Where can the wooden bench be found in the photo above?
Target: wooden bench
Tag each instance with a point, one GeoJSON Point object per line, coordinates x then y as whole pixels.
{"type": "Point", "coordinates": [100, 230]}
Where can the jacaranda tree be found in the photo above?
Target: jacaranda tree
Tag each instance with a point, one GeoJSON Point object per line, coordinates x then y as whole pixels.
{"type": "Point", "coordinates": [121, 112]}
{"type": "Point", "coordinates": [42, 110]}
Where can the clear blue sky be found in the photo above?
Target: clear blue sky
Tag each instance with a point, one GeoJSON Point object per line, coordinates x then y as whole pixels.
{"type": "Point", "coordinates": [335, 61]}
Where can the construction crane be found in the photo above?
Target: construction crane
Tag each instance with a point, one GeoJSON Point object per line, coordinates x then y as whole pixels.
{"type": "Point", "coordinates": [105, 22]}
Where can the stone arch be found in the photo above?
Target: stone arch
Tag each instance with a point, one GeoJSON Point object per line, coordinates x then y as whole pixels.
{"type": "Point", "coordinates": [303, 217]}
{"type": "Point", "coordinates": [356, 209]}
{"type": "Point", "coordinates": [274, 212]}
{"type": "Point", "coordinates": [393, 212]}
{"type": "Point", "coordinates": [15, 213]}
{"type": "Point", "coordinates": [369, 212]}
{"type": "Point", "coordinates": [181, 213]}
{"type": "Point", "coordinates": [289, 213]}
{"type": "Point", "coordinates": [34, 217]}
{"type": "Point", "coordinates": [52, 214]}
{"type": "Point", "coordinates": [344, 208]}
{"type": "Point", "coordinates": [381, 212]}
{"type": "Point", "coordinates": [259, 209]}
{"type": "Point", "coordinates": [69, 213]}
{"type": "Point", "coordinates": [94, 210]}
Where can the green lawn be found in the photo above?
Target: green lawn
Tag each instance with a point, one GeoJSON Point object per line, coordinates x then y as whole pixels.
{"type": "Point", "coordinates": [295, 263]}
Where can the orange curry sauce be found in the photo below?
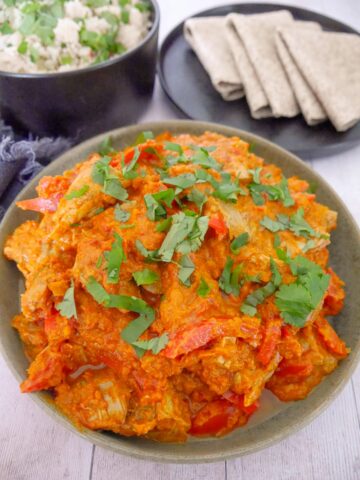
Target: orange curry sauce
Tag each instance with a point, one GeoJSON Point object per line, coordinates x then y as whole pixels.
{"type": "Point", "coordinates": [213, 361]}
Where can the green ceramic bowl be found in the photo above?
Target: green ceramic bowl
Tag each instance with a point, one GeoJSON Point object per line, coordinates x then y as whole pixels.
{"type": "Point", "coordinates": [275, 420]}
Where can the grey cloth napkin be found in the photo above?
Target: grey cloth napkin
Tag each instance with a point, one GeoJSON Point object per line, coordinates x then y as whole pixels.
{"type": "Point", "coordinates": [21, 159]}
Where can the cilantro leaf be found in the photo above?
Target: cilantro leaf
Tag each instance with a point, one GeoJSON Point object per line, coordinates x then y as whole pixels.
{"type": "Point", "coordinates": [144, 136]}
{"type": "Point", "coordinates": [155, 344]}
{"type": "Point", "coordinates": [120, 214]}
{"type": "Point", "coordinates": [67, 308]}
{"type": "Point", "coordinates": [174, 147]}
{"type": "Point", "coordinates": [181, 227]}
{"type": "Point", "coordinates": [297, 300]}
{"type": "Point", "coordinates": [239, 242]}
{"type": "Point", "coordinates": [299, 226]}
{"type": "Point", "coordinates": [273, 225]}
{"type": "Point", "coordinates": [229, 281]}
{"type": "Point", "coordinates": [77, 193]}
{"type": "Point", "coordinates": [106, 146]}
{"type": "Point", "coordinates": [128, 168]}
{"type": "Point", "coordinates": [227, 190]}
{"type": "Point", "coordinates": [164, 225]}
{"type": "Point", "coordinates": [97, 291]}
{"type": "Point", "coordinates": [185, 180]}
{"type": "Point", "coordinates": [197, 197]}
{"type": "Point", "coordinates": [150, 255]}
{"type": "Point", "coordinates": [259, 295]}
{"type": "Point", "coordinates": [115, 257]}
{"type": "Point", "coordinates": [155, 210]}
{"type": "Point", "coordinates": [278, 192]}
{"type": "Point", "coordinates": [186, 269]}
{"type": "Point", "coordinates": [145, 277]}
{"type": "Point", "coordinates": [101, 170]}
{"type": "Point", "coordinates": [113, 187]}
{"type": "Point", "coordinates": [137, 327]}
{"type": "Point", "coordinates": [203, 158]}
{"type": "Point", "coordinates": [203, 289]}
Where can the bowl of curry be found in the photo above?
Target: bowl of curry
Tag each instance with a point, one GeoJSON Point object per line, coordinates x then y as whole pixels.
{"type": "Point", "coordinates": [176, 292]}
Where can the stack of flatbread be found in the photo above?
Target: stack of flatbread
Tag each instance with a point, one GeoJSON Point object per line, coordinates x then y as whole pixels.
{"type": "Point", "coordinates": [283, 67]}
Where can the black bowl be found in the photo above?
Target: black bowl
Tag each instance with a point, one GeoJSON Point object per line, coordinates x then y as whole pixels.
{"type": "Point", "coordinates": [81, 103]}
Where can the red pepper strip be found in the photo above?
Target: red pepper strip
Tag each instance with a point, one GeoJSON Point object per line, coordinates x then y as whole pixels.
{"type": "Point", "coordinates": [193, 336]}
{"type": "Point", "coordinates": [218, 224]}
{"type": "Point", "coordinates": [238, 400]}
{"type": "Point", "coordinates": [271, 338]}
{"type": "Point", "coordinates": [42, 205]}
{"type": "Point", "coordinates": [330, 337]}
{"type": "Point", "coordinates": [334, 299]}
{"type": "Point", "coordinates": [215, 418]}
{"type": "Point", "coordinates": [301, 369]}
{"type": "Point", "coordinates": [45, 372]}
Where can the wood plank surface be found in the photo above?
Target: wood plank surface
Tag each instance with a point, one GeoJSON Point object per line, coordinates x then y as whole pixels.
{"type": "Point", "coordinates": [34, 447]}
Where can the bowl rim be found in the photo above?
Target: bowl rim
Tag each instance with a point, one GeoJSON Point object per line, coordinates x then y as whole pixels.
{"type": "Point", "coordinates": [90, 68]}
{"type": "Point", "coordinates": [98, 438]}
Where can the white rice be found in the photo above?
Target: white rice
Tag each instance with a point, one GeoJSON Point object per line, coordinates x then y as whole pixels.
{"type": "Point", "coordinates": [80, 33]}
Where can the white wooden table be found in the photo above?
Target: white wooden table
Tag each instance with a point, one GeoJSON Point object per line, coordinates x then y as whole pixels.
{"type": "Point", "coordinates": [33, 446]}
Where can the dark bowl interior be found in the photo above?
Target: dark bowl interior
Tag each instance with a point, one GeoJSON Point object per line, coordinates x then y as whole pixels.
{"type": "Point", "coordinates": [84, 102]}
{"type": "Point", "coordinates": [275, 420]}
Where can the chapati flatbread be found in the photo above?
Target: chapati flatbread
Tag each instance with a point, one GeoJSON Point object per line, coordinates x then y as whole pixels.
{"type": "Point", "coordinates": [257, 33]}
{"type": "Point", "coordinates": [310, 106]}
{"type": "Point", "coordinates": [330, 63]}
{"type": "Point", "coordinates": [255, 95]}
{"type": "Point", "coordinates": [206, 36]}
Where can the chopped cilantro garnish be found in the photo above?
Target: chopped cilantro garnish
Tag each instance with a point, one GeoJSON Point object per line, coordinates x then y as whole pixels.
{"type": "Point", "coordinates": [128, 168]}
{"type": "Point", "coordinates": [153, 202]}
{"type": "Point", "coordinates": [174, 147]}
{"type": "Point", "coordinates": [6, 29]}
{"type": "Point", "coordinates": [296, 224]}
{"type": "Point", "coordinates": [186, 269]}
{"type": "Point", "coordinates": [259, 295]}
{"type": "Point", "coordinates": [182, 181]}
{"type": "Point", "coordinates": [113, 187]}
{"type": "Point", "coordinates": [197, 197]}
{"type": "Point", "coordinates": [164, 225]}
{"type": "Point", "coordinates": [77, 193]}
{"type": "Point", "coordinates": [298, 300]}
{"type": "Point", "coordinates": [144, 136]}
{"type": "Point", "coordinates": [203, 158]}
{"type": "Point", "coordinates": [309, 245]}
{"type": "Point", "coordinates": [101, 170]}
{"type": "Point", "coordinates": [239, 242]}
{"type": "Point", "coordinates": [278, 192]}
{"type": "Point", "coordinates": [229, 281]}
{"type": "Point", "coordinates": [106, 146]}
{"type": "Point", "coordinates": [115, 257]}
{"type": "Point", "coordinates": [227, 190]}
{"type": "Point", "coordinates": [120, 214]}
{"type": "Point", "coordinates": [67, 307]}
{"type": "Point", "coordinates": [203, 289]}
{"type": "Point", "coordinates": [22, 48]}
{"type": "Point", "coordinates": [145, 277]}
{"type": "Point", "coordinates": [155, 344]}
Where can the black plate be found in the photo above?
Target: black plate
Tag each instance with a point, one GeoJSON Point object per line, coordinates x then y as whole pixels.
{"type": "Point", "coordinates": [188, 86]}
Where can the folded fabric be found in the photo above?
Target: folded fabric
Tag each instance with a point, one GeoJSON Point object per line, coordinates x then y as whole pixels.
{"type": "Point", "coordinates": [330, 63]}
{"type": "Point", "coordinates": [206, 36]}
{"type": "Point", "coordinates": [310, 106]}
{"type": "Point", "coordinates": [21, 160]}
{"type": "Point", "coordinates": [257, 33]}
{"type": "Point", "coordinates": [255, 95]}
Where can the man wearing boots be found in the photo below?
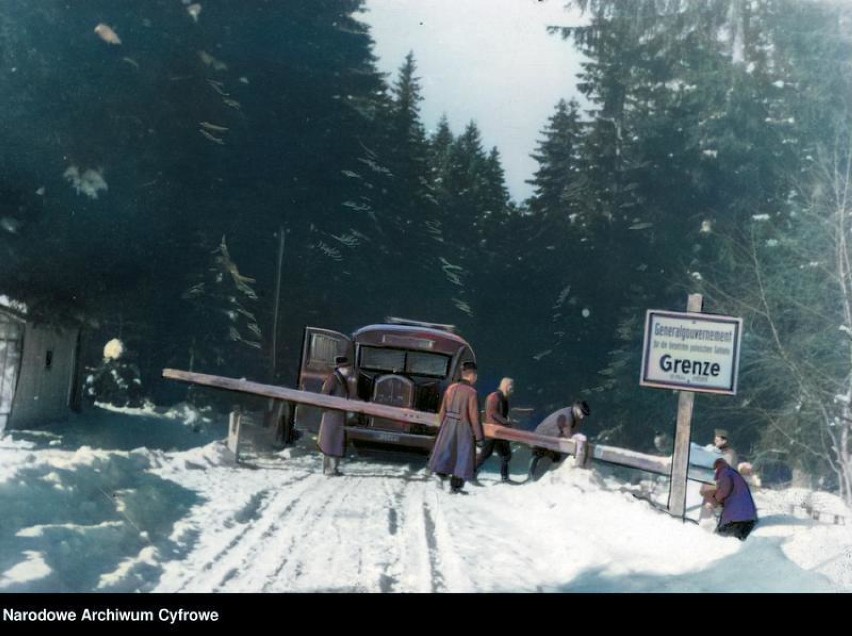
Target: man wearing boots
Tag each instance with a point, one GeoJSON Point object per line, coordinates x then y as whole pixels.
{"type": "Point", "coordinates": [454, 452]}
{"type": "Point", "coordinates": [332, 434]}
{"type": "Point", "coordinates": [497, 412]}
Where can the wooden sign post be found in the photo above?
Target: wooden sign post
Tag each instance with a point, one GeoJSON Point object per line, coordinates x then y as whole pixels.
{"type": "Point", "coordinates": [683, 435]}
{"type": "Point", "coordinates": [691, 352]}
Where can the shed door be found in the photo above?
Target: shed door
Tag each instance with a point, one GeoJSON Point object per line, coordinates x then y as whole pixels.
{"type": "Point", "coordinates": [11, 338]}
{"type": "Point", "coordinates": [319, 349]}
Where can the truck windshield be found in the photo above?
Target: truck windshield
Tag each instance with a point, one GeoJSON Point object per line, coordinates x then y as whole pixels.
{"type": "Point", "coordinates": [398, 360]}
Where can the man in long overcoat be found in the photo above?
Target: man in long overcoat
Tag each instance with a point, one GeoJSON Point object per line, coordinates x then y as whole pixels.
{"type": "Point", "coordinates": [332, 435]}
{"type": "Point", "coordinates": [454, 452]}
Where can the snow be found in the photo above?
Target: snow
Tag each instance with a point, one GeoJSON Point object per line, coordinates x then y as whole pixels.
{"type": "Point", "coordinates": [151, 501]}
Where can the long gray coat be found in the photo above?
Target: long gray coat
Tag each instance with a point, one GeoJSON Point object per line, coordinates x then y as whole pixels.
{"type": "Point", "coordinates": [454, 452]}
{"type": "Point", "coordinates": [332, 435]}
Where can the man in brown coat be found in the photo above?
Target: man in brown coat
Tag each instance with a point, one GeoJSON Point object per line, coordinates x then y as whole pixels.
{"type": "Point", "coordinates": [454, 452]}
{"type": "Point", "coordinates": [332, 435]}
{"type": "Point", "coordinates": [497, 412]}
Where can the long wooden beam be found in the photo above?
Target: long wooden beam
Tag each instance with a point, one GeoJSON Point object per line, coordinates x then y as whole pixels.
{"type": "Point", "coordinates": [651, 463]}
{"type": "Point", "coordinates": [305, 397]}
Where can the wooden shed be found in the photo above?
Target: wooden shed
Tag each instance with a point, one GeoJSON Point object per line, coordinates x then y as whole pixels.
{"type": "Point", "coordinates": [39, 369]}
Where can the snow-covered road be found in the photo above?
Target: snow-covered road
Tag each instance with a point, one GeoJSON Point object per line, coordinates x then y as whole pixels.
{"type": "Point", "coordinates": [160, 519]}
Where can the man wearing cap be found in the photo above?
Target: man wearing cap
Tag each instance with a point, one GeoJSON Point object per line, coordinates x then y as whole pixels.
{"type": "Point", "coordinates": [739, 514]}
{"type": "Point", "coordinates": [332, 435]}
{"type": "Point", "coordinates": [565, 423]}
{"type": "Point", "coordinates": [454, 452]}
{"type": "Point", "coordinates": [720, 441]}
{"type": "Point", "coordinates": [497, 412]}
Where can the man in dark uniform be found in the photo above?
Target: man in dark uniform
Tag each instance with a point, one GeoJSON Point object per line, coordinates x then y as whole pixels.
{"type": "Point", "coordinates": [454, 452]}
{"type": "Point", "coordinates": [497, 412]}
{"type": "Point", "coordinates": [332, 435]}
{"type": "Point", "coordinates": [566, 423]}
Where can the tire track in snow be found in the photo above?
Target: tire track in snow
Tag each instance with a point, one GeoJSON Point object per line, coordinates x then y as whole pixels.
{"type": "Point", "coordinates": [202, 570]}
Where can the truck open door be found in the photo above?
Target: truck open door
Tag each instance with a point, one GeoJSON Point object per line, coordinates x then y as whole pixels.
{"type": "Point", "coordinates": [319, 349]}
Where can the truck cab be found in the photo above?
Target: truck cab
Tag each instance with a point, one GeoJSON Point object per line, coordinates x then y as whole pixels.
{"type": "Point", "coordinates": [403, 363]}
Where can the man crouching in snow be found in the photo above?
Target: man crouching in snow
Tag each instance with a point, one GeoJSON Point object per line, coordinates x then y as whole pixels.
{"type": "Point", "coordinates": [739, 514]}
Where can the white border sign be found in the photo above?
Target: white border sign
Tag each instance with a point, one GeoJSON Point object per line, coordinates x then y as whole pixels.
{"type": "Point", "coordinates": [691, 352]}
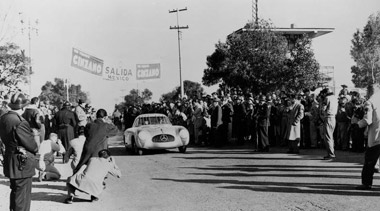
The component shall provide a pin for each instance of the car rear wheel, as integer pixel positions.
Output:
(136, 150)
(182, 149)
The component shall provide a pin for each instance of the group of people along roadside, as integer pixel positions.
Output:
(226, 118)
(72, 135)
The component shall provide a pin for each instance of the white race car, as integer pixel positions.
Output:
(154, 131)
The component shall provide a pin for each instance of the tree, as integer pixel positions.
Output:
(301, 70)
(191, 89)
(134, 97)
(365, 51)
(13, 67)
(56, 92)
(257, 59)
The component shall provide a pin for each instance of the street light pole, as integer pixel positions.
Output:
(30, 29)
(177, 27)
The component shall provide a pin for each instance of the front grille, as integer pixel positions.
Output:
(163, 138)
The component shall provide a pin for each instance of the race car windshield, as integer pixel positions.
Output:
(154, 120)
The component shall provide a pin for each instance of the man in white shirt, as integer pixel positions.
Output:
(329, 110)
(372, 120)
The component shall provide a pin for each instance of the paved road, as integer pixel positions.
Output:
(229, 178)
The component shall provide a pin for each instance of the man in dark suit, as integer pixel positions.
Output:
(20, 149)
(227, 114)
(240, 113)
(263, 115)
(216, 122)
(97, 134)
(65, 122)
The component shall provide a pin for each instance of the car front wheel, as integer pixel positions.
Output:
(182, 149)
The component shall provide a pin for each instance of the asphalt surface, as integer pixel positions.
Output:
(228, 178)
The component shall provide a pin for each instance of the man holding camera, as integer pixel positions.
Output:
(20, 149)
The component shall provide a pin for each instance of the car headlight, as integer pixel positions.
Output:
(143, 135)
(184, 134)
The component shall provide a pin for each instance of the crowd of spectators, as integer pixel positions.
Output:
(238, 117)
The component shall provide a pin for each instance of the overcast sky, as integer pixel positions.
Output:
(124, 33)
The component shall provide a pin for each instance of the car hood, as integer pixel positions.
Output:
(159, 129)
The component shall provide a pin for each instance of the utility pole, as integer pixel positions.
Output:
(30, 29)
(255, 13)
(177, 27)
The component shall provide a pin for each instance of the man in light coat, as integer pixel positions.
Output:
(293, 132)
(89, 178)
(97, 134)
(372, 120)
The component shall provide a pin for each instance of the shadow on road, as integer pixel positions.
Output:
(282, 187)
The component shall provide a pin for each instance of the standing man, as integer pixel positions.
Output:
(65, 123)
(227, 114)
(216, 122)
(263, 115)
(97, 134)
(372, 120)
(81, 114)
(197, 120)
(329, 110)
(33, 116)
(293, 132)
(19, 161)
(240, 113)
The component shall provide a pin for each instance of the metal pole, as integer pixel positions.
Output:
(179, 46)
(179, 59)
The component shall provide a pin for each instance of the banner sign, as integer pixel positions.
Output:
(117, 74)
(86, 62)
(148, 71)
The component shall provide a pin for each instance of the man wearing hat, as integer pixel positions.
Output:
(263, 114)
(216, 122)
(240, 113)
(65, 122)
(20, 149)
(81, 114)
(344, 90)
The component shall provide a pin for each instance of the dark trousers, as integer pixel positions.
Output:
(263, 137)
(371, 156)
(21, 190)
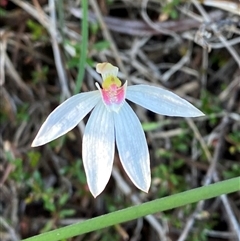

--------------------

Exercise directions:
Whenever the word "pepper" shows up in a line of the entries, list that line.

Solution to this exercise:
Where can the red pepper strip be found in the photo above?
Target: red pepper strip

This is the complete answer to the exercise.